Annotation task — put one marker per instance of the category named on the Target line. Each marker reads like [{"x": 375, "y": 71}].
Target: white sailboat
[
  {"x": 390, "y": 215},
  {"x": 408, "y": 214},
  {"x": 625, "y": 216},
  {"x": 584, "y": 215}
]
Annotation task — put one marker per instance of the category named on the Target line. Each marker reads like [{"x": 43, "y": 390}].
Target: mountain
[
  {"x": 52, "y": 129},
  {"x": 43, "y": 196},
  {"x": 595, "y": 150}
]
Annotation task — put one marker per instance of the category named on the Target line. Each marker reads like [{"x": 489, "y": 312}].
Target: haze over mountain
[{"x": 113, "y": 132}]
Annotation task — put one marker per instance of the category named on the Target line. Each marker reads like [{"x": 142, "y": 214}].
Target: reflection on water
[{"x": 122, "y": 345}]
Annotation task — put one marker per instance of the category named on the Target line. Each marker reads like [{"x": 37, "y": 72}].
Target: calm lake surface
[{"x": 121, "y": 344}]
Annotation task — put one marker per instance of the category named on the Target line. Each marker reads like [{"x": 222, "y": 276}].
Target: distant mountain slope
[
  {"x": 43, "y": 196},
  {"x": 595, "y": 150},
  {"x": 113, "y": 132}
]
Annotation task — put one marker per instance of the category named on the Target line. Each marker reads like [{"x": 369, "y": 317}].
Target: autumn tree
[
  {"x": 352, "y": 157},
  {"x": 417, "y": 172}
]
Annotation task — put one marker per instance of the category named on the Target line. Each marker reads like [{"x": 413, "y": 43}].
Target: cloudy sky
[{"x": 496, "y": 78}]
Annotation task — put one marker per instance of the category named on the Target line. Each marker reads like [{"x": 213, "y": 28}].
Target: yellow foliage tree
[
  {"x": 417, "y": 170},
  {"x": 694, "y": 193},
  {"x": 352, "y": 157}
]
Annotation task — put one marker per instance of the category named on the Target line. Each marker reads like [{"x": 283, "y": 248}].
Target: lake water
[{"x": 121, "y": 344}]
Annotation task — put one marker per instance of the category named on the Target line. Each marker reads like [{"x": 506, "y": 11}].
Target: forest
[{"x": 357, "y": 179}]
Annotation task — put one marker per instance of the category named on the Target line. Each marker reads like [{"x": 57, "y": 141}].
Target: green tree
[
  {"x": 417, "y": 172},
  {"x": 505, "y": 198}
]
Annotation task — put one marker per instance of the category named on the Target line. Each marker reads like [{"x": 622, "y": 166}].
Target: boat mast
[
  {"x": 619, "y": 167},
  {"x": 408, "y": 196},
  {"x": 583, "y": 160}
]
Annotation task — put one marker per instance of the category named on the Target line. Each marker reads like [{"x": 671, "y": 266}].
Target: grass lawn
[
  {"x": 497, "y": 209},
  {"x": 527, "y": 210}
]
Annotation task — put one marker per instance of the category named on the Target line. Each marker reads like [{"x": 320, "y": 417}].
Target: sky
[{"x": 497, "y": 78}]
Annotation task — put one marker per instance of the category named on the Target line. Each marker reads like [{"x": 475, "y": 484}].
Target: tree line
----------------
- Exercise directions: Return the material in full, exactly as shown.

- Solution to this task:
Annotation task — put one marker per instance of the category named on the Target line. Each marker reads like [{"x": 375, "y": 71}].
Target: white sailboat
[
  {"x": 390, "y": 215},
  {"x": 408, "y": 214},
  {"x": 625, "y": 216},
  {"x": 584, "y": 215}
]
Annotation task — put one marker per instance of the category named on the Target line. Each marker reads like [{"x": 43, "y": 390}].
Target: mountain
[
  {"x": 52, "y": 129},
  {"x": 43, "y": 196},
  {"x": 595, "y": 150}
]
Annotation task — put one marker per instance of the category named on the Target line. Each marker reads like [{"x": 489, "y": 312}].
Target: haze over mountain
[{"x": 113, "y": 132}]
Annotation task — put one marker per instance of the category named on the Target line. Each marker reads like [{"x": 142, "y": 214}].
Target: reflection on water
[{"x": 122, "y": 345}]
Annotation task — put one marker per instance of the category named on the Target line. Each marker reads like [{"x": 37, "y": 72}].
Target: calm lake surface
[{"x": 121, "y": 344}]
Annotation task — put one marker per instance of the category named on the Target line. Each marker reads like [{"x": 222, "y": 276}].
Target: distant mountain slope
[
  {"x": 43, "y": 196},
  {"x": 595, "y": 150},
  {"x": 113, "y": 132}
]
Annotation task — put one marker per instance of the category named on the Target line. Each marker reads like [{"x": 369, "y": 317}].
Target: autumn tree
[
  {"x": 352, "y": 157},
  {"x": 417, "y": 172}
]
Annotation task — put one marker per instance of the category named on the Target line. Each marker reads like [{"x": 413, "y": 43}].
Target: cloudy sky
[{"x": 496, "y": 78}]
Annotation task — put one marker per instance of the category named on the Target line. Each marker reads like [{"x": 213, "y": 28}].
Target: yellow foliage tree
[
  {"x": 417, "y": 170},
  {"x": 694, "y": 193},
  {"x": 352, "y": 157}
]
Annotation task — put one marker per instance of the category named on the Target line. Each marker reads like [{"x": 283, "y": 248}].
Target: lake water
[{"x": 121, "y": 344}]
Annotation task — put one marker per instance of the category named on the Target line. Each marker reads like [{"x": 506, "y": 11}].
Target: forest
[{"x": 357, "y": 179}]
Annotation task — put one marker per instance of the category named on the Target line. Each marker reads like [{"x": 57, "y": 141}].
Target: green tree
[
  {"x": 417, "y": 172},
  {"x": 505, "y": 198}
]
Annotation task — put one marker per instance of the category named on the Target line. Each marker reads like [{"x": 622, "y": 166}].
Target: boat mast
[
  {"x": 619, "y": 167},
  {"x": 408, "y": 196},
  {"x": 583, "y": 160}
]
Annotation task — put one marker per instance of the category named on the Target line. Each marker reads like [{"x": 671, "y": 266}].
Target: grass lawn
[
  {"x": 497, "y": 209},
  {"x": 527, "y": 210}
]
Annotation task — put one marker per instance of the category named on the Target line. Each marker reads like [{"x": 320, "y": 417}].
Target: sky
[{"x": 497, "y": 78}]
Annotation task — put one marker per instance of the category named on the Target line. Each marker reads like [{"x": 475, "y": 484}].
Target: tree line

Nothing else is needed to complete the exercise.